LINHAS
━━━
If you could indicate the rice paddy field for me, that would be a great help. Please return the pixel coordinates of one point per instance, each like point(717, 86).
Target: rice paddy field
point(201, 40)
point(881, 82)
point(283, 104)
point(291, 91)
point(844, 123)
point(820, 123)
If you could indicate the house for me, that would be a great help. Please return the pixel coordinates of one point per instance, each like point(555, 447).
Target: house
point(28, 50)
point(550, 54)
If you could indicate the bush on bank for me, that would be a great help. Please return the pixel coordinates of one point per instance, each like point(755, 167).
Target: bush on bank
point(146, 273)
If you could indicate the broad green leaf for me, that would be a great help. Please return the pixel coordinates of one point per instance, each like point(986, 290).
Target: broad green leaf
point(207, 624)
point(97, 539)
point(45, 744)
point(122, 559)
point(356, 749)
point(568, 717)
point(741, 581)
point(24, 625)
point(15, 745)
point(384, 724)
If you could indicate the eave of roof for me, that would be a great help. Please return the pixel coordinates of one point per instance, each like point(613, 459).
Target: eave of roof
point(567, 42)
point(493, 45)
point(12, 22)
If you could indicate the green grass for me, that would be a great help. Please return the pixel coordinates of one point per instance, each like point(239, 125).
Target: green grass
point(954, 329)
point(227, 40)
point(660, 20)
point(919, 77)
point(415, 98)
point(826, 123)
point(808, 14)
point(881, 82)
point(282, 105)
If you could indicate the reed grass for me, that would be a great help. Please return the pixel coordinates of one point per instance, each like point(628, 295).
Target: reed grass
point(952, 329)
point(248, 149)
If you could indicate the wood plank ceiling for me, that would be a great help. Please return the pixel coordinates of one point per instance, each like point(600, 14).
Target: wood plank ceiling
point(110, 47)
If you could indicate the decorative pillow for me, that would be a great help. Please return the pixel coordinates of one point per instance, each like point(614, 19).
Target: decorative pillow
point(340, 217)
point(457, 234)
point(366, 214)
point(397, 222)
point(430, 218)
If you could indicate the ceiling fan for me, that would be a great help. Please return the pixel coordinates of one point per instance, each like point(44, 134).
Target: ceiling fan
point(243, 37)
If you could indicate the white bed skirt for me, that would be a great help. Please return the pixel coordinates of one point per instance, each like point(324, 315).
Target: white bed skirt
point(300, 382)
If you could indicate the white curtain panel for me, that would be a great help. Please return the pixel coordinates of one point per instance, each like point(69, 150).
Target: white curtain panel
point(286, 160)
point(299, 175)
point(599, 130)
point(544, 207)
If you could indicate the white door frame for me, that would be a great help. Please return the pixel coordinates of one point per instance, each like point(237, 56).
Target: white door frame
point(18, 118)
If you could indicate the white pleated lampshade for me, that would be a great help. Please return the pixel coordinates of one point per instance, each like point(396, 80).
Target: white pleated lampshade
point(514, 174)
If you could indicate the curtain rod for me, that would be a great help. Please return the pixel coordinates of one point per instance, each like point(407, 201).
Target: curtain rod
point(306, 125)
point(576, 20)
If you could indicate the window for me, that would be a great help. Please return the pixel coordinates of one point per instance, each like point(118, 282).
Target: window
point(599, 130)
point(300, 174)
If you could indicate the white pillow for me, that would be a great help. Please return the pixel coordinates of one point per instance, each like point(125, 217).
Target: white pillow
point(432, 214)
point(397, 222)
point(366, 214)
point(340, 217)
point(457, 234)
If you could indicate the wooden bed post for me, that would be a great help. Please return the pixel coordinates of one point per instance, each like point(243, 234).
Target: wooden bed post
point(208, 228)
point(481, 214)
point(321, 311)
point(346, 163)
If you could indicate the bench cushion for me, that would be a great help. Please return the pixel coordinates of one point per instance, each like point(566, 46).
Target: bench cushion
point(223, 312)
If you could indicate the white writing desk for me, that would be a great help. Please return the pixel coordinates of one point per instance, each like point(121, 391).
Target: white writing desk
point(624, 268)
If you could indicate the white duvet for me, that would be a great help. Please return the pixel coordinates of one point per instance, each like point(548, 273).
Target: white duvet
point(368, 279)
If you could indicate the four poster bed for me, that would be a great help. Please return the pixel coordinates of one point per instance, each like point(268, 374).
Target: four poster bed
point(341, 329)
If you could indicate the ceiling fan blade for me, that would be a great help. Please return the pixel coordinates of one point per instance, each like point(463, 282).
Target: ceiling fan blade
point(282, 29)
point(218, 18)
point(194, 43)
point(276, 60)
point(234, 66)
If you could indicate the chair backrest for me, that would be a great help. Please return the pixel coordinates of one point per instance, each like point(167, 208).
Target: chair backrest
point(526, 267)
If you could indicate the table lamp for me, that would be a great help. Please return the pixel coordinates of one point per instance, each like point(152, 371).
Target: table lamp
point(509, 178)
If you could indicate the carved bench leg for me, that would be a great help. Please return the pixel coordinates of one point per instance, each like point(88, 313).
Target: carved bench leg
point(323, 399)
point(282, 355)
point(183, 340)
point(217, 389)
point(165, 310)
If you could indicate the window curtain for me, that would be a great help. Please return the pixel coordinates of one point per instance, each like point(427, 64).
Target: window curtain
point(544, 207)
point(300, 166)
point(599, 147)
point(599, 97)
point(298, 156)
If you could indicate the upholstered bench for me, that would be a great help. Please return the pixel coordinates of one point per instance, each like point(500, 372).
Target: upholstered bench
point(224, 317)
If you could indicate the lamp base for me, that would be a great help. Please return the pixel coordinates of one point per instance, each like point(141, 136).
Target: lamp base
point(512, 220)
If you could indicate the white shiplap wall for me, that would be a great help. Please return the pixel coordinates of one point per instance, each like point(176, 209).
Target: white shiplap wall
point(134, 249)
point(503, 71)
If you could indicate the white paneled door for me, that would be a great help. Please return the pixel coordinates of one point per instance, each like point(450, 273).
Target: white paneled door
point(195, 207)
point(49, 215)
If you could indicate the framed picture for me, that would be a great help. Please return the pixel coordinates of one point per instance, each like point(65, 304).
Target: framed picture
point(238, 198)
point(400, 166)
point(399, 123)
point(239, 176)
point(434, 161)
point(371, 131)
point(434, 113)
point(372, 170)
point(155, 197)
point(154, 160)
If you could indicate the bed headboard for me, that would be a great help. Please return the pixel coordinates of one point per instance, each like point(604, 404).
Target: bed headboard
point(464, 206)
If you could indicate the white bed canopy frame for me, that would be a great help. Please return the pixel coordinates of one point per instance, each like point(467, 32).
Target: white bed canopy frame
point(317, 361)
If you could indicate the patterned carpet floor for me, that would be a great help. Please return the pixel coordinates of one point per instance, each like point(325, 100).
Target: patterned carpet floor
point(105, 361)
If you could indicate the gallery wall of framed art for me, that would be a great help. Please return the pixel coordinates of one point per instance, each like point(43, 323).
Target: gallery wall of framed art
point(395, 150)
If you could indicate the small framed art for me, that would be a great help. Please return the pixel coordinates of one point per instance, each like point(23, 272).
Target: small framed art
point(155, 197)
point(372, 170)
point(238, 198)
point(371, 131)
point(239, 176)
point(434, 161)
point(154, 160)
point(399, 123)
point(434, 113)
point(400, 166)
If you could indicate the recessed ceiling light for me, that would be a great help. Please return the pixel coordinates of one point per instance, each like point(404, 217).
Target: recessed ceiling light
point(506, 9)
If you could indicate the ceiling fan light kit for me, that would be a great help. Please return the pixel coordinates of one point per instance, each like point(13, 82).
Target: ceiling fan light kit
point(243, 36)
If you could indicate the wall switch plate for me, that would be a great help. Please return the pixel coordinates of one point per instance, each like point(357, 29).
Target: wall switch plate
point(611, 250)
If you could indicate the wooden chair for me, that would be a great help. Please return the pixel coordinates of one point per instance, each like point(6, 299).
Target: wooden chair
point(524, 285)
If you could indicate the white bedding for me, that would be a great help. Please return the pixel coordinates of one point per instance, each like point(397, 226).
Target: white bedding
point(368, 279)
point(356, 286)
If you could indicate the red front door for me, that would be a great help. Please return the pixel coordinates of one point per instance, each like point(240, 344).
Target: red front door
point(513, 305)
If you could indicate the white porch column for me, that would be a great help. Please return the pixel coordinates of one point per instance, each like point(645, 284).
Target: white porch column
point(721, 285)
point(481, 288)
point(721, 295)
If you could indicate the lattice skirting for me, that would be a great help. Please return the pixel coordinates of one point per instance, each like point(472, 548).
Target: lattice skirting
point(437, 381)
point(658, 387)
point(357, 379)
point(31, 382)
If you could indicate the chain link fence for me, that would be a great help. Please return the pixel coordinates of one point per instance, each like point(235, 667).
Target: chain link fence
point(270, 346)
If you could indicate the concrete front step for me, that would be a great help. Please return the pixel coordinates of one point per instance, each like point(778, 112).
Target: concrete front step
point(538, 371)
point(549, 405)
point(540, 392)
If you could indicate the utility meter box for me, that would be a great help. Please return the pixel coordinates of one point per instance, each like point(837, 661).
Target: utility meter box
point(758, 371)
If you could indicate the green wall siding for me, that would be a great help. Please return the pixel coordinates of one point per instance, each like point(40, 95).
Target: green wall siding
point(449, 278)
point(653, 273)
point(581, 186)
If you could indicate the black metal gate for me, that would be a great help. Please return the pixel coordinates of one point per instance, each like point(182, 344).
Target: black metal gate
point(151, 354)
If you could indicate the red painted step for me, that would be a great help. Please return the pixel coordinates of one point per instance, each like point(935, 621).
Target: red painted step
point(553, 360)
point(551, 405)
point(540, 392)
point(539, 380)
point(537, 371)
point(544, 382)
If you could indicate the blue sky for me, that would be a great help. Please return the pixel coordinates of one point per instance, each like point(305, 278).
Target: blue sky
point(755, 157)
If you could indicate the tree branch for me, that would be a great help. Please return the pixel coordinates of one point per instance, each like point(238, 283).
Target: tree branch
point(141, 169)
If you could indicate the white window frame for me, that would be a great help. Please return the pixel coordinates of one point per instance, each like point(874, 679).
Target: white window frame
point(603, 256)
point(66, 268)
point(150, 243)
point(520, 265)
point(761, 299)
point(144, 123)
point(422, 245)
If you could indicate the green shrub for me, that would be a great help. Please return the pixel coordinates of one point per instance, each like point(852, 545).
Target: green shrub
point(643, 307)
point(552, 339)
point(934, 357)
━━━
OBJETIVO DECLARADO
Transcreva sem nenhuma alteração todas as linhas acima, da que contém "If you could indicate the wooden bed" até a que contém "point(624, 268)", incluindo as duas.

RESPOSTA CORRETA
If you could indicate the wooden bed post for me, that would be a great help. Please return the pixel coordinates of one point per instance, each like point(243, 234).
Target: wooden bed post
point(208, 228)
point(481, 214)
point(321, 311)
point(346, 163)
If you could indicate the bench cushion for me, that would be a great help. Please return the pixel coordinates of one point per instance, each like point(566, 46).
Target: bench cushion
point(223, 312)
If you could indicate the white writing desk for me, that would be a great help. Please return the pixel coordinates of one point per instance, each like point(121, 391).
Target: white writing desk
point(624, 268)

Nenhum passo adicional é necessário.